Method of FIG. 9 is discussed with reference to the time diagram of FIG. 8, for illustrative purposes. According to this example, dual-standby UE 101 includes a first SIM card 313 for connection to a first network operator VM1, where VM1 is associated with 3G/UMTS systems. UE 101 includes a second SIM card 315 for connection to a second network operator VM2. According to one example, VM2 can be associated with 2G/GSM systems. Although other network operators can be used for VM2.

In step 901, UE detects a period of inactivity. In one example this period is detected after the last data packets 803 of FIG. 8 are received from a corresponding base-station of VM1. In step 903, UE 101 transmits a radio link release request (such as request 805) that includes the cause “any other cause” to a base station associated with VM1. In step 905, UE 101 receives a connection release message, such as message 807 of FIG. 8 and in step 907, UE 101 transitions to IDLE mode. In step 909, UE 101 sends a connection release complete message, such as message 809, indicating that UE 101 is in IDLE mode. In this example, by sending the radio link release request (such as request 805) that includes the cause “any other cause”, UE 101 requests to be transitioned to a state that has a reduced page monitoring frequency in comparison to what the network provider requests from UE 101.

▶ Excerpted records
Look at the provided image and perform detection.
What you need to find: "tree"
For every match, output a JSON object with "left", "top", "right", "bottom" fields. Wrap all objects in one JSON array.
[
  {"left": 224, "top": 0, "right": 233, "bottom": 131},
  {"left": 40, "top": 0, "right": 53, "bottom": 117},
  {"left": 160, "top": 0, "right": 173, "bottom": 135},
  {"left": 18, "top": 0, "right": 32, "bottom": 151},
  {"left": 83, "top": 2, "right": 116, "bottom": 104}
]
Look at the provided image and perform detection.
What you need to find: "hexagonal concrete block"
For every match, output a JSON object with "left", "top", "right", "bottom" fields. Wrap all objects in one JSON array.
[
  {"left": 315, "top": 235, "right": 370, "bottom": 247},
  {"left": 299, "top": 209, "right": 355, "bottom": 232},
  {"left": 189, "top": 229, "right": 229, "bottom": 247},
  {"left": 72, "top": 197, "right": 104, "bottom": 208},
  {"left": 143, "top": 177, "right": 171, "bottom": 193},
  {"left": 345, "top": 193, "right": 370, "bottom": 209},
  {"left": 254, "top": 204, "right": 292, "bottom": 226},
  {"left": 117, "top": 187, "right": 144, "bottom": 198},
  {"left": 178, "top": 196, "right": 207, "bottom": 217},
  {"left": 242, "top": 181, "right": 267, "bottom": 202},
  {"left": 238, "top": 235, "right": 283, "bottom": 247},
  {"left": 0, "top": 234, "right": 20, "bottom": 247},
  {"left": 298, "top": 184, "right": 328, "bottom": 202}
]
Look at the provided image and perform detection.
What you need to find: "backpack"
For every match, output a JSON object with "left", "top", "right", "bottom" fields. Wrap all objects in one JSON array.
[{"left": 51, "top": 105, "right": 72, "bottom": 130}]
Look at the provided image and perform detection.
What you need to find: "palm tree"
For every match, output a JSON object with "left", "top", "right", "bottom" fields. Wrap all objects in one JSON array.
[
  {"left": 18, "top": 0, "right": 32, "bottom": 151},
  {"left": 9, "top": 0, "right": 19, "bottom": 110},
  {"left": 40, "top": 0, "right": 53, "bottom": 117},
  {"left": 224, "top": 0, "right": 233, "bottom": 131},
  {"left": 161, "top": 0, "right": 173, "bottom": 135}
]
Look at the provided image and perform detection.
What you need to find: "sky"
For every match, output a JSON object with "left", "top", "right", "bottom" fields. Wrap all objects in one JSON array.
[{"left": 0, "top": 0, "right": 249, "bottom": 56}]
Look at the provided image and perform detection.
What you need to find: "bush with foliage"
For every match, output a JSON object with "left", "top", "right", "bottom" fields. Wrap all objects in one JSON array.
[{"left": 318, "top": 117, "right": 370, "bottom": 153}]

▶ What you will do
- 1) Retype the part of the passage on dual-SIM standby that opens with the words containing "In step 901, UE" and closes with "from UE 101.".
- 2) Write what comes next in the description of the dual-standby UE's move to IDLE mode, continuing from its final sentence.

▶ Results of the exercise
- 1)
In step 901, UE detects a period of inactivity. In one example this period is detected after the last data packets 803 of FIG. 8 are received from a corresponding base-station of VM1. In step 903, UE 101 transmits a radio link release request (such as request 805) that includes the cause “any other cause” to a base station associated with VM1. In step 905, UE 101 receives a connection release message, such as message 807 of FIG. 8 and in step 907, UE 101 transitions to IDLE mode. In step 909, UE 101 sends a connection release complete message, such as message 809, indicating that UE 101 is in IDLE mode. In this example, by sending the radio link release request (such as request 805) that includes the cause “any other cause”, UE 101 requests to be transitioned to a state that has a reduced page monitoring frequency in comparison to what the network provider requests from UE 101.

- 2)
FIG. 10 is a flowchart illustrating a method, in accordance with another embodiment of the present disclosure. For example, method 1000 can be performed by UE 101. It is to be appreciated not all steps may be needed to perform disclosure provided herein. Further, some of the steps may be performed simultaneously, or in a different order than that shown in FIG. 10, as will be understood by those skilled in the art. Reference is made to UE 101 in FIG. 3 merely for convenience of discussion. Other systems may be used to perform the method as will be understood by those skilled in the art.

In this exemplary embodiment, both VM1 and VM2 that serve UE 101 belong to the same network operator. Therefore, there is a possibility that both VM1 and VM2 have the same page monitoring cycles, where the paging wake-up for both VM1 and VM2 occurs at the same time (there is no time difference between page monitoring cycles.) In this situation there is a % 100 chance of paging collision, or at least a high probability of a paging collision. According to one embodiment, in step 1001, UE 101 determines that both VM1 and VM2 have the same page monitoring cycles and they collide. In one example, UE 101 can make this determination based on information regarding the page monitoring cycle of each VM received during connection initiation to the VMs, or during operation.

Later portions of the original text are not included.